> [Excerpted passage]

When assessing the client, it is important to determine if the impairment limits at least one of the client’s major life activities or major bodily functions. If so, it is a disability. In determining whether a particular impairment is a disability, it is important to elucidate how the ESA mitigates symptoms associated with the disability, for example, “Luna gets Jane out of bed every morning, and this increases her motivation, lessens her pessimistic attitude, decreases the frequency of her panic episodes, and helps her exercise daily. Luna also improves the quality of her sleep cycles.” It is important that you help the client recognize how the identified symptoms limit the patient on a daily basis and how that may or may not qualify for a disability.

Some of the measurements that I have used to qualify patients as meeting criteria for an ESA are as follows (please note that these are not the only behavioral health scales used, and these scales are also used in conjunction with a psychosocial assessment):

Beck Depression Scale
Hamilton Anxiety Scale- (HAM-A)
Adult ADHD Self-Report Scale (ASRS-v1.1)
Bipolar Disorder
Mood Disorder Questionnaire Scale
Shehan Disability Scale


Interview Guide for Evaluating DSM-5 Psychiatric Disorders and the Mental Status Examination

Now, in addition to the measurements described, I also perform what I call a psychosocial assessment, and depending on the symptoms reported by the client, such as depression, anxiety, sleep problems, mood swings, or if a patient provides medical records and information on past diagnoses, such as Bipolar disorder, ADHD, etc, I usually assess using the above scales and other clinically necessary scales. The goal of the screening and assessment process is to identify clients experiencing a functional limitation in their psychological, behavioral, and/or emotional states that qualifies that person for a mental or emotional disability, I also feel it important to encourage as part of the treatment process that clients seeking ESAs understand that this is a mental health service and it is important for clients to continue individual therapy beyond the ESA assessment as that is always beneficial to optimizing therapeutic gains.

> [Work request 1] From the ESA assessment passage, copy the part that opens with the words containing "Some of the" and closes with "Anxiety Scale- (HAM-A)".
> [Work request 2] Condense the paragraph of the ESA assessment passage that begins "Now, in addition to the measurements described" into a short list that keeps its main facts.

> [The data]
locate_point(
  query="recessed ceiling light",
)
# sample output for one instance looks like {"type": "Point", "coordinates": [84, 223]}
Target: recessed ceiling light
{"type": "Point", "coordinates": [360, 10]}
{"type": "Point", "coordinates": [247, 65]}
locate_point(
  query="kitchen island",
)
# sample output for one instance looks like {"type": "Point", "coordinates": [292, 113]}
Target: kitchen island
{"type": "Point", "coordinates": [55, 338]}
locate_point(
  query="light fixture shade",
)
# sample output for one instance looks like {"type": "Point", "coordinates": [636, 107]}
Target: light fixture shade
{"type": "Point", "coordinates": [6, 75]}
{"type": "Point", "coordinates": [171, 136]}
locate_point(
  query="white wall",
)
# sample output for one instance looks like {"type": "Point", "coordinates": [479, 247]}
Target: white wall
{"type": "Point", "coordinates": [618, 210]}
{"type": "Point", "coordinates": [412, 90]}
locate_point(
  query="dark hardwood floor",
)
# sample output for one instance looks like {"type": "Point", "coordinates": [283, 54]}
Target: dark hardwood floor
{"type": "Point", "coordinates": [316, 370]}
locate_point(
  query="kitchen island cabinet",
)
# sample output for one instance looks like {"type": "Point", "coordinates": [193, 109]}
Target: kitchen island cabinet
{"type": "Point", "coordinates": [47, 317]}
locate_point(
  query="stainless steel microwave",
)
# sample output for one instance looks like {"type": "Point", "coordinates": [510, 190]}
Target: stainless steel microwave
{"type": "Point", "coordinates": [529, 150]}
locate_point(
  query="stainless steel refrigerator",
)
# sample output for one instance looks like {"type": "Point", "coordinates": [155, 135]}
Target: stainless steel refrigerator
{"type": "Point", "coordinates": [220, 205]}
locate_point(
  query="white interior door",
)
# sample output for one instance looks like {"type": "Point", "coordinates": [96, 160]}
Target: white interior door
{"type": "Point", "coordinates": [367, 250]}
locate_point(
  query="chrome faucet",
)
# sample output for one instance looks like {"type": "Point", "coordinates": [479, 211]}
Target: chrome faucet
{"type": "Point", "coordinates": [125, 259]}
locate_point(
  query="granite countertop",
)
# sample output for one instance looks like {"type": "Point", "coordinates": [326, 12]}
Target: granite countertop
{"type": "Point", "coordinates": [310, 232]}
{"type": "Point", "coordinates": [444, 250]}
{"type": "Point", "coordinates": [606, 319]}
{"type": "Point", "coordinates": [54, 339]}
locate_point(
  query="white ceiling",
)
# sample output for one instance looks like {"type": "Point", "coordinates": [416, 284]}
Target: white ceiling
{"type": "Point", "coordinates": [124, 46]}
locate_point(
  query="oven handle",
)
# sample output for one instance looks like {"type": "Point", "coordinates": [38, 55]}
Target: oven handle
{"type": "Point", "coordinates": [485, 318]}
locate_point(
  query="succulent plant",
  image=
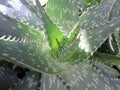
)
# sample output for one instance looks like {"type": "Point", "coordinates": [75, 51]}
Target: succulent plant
{"type": "Point", "coordinates": [66, 45]}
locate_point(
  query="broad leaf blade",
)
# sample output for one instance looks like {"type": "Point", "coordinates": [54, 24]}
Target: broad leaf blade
{"type": "Point", "coordinates": [83, 76]}
{"type": "Point", "coordinates": [98, 15]}
{"type": "Point", "coordinates": [17, 9]}
{"type": "Point", "coordinates": [52, 31]}
{"type": "Point", "coordinates": [89, 40]}
{"type": "Point", "coordinates": [25, 46]}
{"type": "Point", "coordinates": [52, 82]}
{"type": "Point", "coordinates": [106, 59]}
{"type": "Point", "coordinates": [63, 13]}
{"type": "Point", "coordinates": [8, 78]}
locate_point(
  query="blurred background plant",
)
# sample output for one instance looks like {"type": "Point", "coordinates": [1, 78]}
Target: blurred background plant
{"type": "Point", "coordinates": [59, 45]}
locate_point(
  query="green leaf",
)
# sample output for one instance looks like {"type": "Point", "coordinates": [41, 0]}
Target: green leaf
{"type": "Point", "coordinates": [21, 12]}
{"type": "Point", "coordinates": [98, 15]}
{"type": "Point", "coordinates": [107, 59]}
{"type": "Point", "coordinates": [52, 82]}
{"type": "Point", "coordinates": [29, 82]}
{"type": "Point", "coordinates": [52, 31]}
{"type": "Point", "coordinates": [89, 3]}
{"type": "Point", "coordinates": [25, 46]}
{"type": "Point", "coordinates": [8, 78]}
{"type": "Point", "coordinates": [89, 40]}
{"type": "Point", "coordinates": [26, 11]}
{"type": "Point", "coordinates": [84, 77]}
{"type": "Point", "coordinates": [63, 13]}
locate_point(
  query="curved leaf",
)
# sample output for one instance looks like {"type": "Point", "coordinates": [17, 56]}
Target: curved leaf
{"type": "Point", "coordinates": [84, 77]}
{"type": "Point", "coordinates": [17, 9]}
{"type": "Point", "coordinates": [107, 59]}
{"type": "Point", "coordinates": [8, 78]}
{"type": "Point", "coordinates": [64, 15]}
{"type": "Point", "coordinates": [25, 46]}
{"type": "Point", "coordinates": [98, 15]}
{"type": "Point", "coordinates": [52, 82]}
{"type": "Point", "coordinates": [52, 31]}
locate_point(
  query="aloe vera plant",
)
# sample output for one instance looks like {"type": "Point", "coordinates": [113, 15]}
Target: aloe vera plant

> [Written answer 1]
Some of the measurements that I have used to qualify patients as meeting criteria for an ESA are as follows (please note that these are not the only behavioral health scales used, and these scales are also used in conjunction with a psychosocial assessment):

Beck Depression Scale
Hamilton Anxiety Scale- (HAM-A)

> [Written answer 2]
- Besides the listed measurements, a psychosocial assessment is also performed.
- Depending on the client's reported symptoms (e.g., depression, anxiety, sleep problems, mood swings) or on medical records and past diagnoses (e.g., Bipolar disorder, ADHD), the client is usually assessed with those scales and other clinically necessary scales.
- The screening and assessment aim to identify clients whose psychological, behavioral, and/or emotional functional limitation qualifies them for a mental or emotional disability.
- Clients seeking ESAs are encouraged to understand that this is a mental health service and to continue individual therapy beyond the ESA assessment, as that helps optimize therapeutic gains.